EXERCISE DIRECTIONS —
Of all the lines below, output only those starting at the one with "pixel 56 81" and ending at the one with "pixel 303 131", both ends included, exactly as written.
TASK INPUTS START
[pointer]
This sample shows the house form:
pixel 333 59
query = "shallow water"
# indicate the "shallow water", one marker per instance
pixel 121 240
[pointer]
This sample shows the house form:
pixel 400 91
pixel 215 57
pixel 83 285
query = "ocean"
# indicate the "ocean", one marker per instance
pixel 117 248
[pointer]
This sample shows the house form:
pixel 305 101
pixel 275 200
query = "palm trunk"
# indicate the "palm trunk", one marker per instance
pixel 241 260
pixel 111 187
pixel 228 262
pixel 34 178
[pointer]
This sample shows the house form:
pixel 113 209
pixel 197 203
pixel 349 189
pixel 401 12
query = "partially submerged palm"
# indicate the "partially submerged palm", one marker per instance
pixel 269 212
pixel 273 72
TASK INPUTS END
TASK INPUTS START
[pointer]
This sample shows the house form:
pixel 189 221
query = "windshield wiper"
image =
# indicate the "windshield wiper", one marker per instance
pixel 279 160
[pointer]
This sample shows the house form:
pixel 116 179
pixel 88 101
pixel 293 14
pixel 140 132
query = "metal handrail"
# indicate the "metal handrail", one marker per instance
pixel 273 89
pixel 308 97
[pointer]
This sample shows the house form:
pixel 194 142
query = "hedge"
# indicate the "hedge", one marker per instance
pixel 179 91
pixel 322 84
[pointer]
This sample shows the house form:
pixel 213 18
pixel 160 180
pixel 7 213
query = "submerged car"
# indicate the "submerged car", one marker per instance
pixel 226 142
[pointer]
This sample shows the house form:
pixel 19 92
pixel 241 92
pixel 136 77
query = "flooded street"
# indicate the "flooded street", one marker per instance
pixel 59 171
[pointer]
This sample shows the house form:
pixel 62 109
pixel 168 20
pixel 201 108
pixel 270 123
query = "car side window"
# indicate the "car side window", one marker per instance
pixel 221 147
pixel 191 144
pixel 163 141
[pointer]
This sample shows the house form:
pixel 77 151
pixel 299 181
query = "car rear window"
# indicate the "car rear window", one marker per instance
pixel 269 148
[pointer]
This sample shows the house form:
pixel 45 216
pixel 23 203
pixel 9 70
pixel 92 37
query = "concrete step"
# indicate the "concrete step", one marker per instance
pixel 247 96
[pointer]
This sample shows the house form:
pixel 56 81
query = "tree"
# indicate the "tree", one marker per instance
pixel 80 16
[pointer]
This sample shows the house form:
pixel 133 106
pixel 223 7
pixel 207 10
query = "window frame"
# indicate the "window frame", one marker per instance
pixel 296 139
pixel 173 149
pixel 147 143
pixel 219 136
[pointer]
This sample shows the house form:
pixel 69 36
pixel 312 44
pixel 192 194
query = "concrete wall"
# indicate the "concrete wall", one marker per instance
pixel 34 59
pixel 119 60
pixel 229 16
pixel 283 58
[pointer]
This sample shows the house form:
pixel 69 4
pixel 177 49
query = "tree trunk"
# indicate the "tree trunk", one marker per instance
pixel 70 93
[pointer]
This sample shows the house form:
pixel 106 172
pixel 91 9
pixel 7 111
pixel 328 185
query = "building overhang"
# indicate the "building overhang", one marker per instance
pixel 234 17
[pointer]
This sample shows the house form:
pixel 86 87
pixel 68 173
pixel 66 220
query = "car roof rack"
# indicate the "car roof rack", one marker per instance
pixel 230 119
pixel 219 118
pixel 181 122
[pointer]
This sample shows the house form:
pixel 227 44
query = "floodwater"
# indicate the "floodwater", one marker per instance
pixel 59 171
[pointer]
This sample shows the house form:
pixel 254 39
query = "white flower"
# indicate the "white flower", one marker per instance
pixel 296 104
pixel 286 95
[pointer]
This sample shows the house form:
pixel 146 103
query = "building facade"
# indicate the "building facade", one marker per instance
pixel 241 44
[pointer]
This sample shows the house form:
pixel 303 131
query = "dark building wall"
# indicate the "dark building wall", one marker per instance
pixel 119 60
TASK INPUTS END
WRITTEN RESPONSE —
pixel 56 81
query = "tree"
# indicate the "tree", one marker per instance
pixel 80 16
[pointer]
This sample shows the house form:
pixel 133 106
pixel 223 7
pixel 207 10
query = "window frame"
# indicate the "window frame", one marker per instance
pixel 296 139
pixel 173 149
pixel 147 143
pixel 219 136
[pointer]
This sample shows the house form:
pixel 69 36
pixel 312 44
pixel 192 194
query = "concrete wall"
# indicate the "concrete wall", one marker per instance
pixel 34 59
pixel 119 60
pixel 229 16
pixel 283 58
[pointer]
This sample shows the house form:
pixel 69 4
pixel 177 49
query = "tree trunk"
# indicate the "tree trunk", one marker per instance
pixel 70 93
[pointer]
This sample shows the house form:
pixel 106 172
pixel 91 9
pixel 7 111
pixel 328 185
query = "building overhang"
# indicate the "building overhang", one marker per instance
pixel 234 17
[pointer]
This sample shows the house form:
pixel 86 87
pixel 68 173
pixel 66 220
query = "car roof rack"
# indicate the "car roof rack", one marker per instance
pixel 230 119
pixel 219 118
pixel 181 122
[pointer]
This sample shows the house form:
pixel 227 44
query = "floodwater"
# indicate the "floodwater", one marker per instance
pixel 59 171
[pointer]
This sample shows the house form:
pixel 254 39
query = "white flower"
# indicate the "white flower", one marker per instance
pixel 296 104
pixel 286 95
[pointer]
This sample shows the house form:
pixel 146 103
query = "building facade"
# indicate the "building facade", one marker per instance
pixel 241 44
[pointer]
This sample shows the house form:
pixel 303 131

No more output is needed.